— START OF TEXT PROVIDED —

One thing I look forward to at the start of every year is writing in my new planner.
It’s satisfying to fill out its blank pages with all my different plans and to-do lists – being able to see what’s ahead of me all clearly laid out just gives me great peace of mind.
But ever since I left the student life behind, I’ve found myself writing in my planner less and less. Days seem to merge together, and there’s far less clarity on what lies ahead. Somedays I feel like I’m wandering across a desert plain aimlessly.
I expected adulthood to be exciting, but life post-graduation is just turning out to be plain exhausting. Instead of passionately pursuing my dreams, I’m caught up with job hunting, paying back student loans and taking care of ageing parents.
Part of me hoped that 2020 would finally be a year of clarity. I wanted to see, with 20/20 vision, what God’s direction and purpose for my life are. Then I could finally leave this desert wilderness.
But as I daydreamed about the possibilities of a better and clearer year ahead, my thoughts led me to look back on my life’s journey so far. 10 years ago, 15-year-old Justine didn’t know where she was going – yet things turned out okay.
So, if 15-year-old me turned out fine, why am I so bent on having clarity for my future now? Maybe foresight isn’t the kind of clarity I need.
10 years ago, I didn’t even know God.
Looking at the kind of person I was then, it’s only by God’s grace that someone like 15-year-old me could be in the position I am today. There were so many potholes I could have fallen into that would’ve led me to lose sight of God completely.
For instance, I only set foot in my current church because a volunteer I served with at TOUCH Young Arrows (TYA) had invited me for a Christmas service. I could have simply rejected her offer. But I accepted it because God led me to see His love through the TYA volunteers’ sincerity.
Even the way I ended up volunteering in TYA was a miracle on its own. My secondary school required us to fulfil a certain number of hours of community service.
I obsessed over finding a destination I saw as God’s destiny for me.

— END OF TEXT PROVIDED —
— START OF RAW DATA —

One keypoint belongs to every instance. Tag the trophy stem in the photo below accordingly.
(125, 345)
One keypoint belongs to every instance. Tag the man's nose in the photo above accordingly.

— END OF RAW DATA —

EXERCISE PROMPT:
In the piece about the new planner, reproduce everything from "I expected adulthood" down to "turned out okay.". The material has no connection to the text.

THE REPLY:
I expected adulthood to be exciting, but life post-graduation is just turning out to be plain exhausting. Instead of passionately pursuing my dreams, I’m caught up with job hunting, paying back student loans and taking care of ageing parents.
Part of me hoped that 2020 would finally be a year of clarity. I wanted to see, with 20/20 vision, what God’s direction and purpose for my life are. Then I could finally leave this desert wilderness.
But as I daydreamed about the possibilities of a better and clearer year ahead, my thoughts led me to look back on my life’s journey so far. 10 years ago, 15-year-old Justine didn’t know where she was going – yet things turned out okay.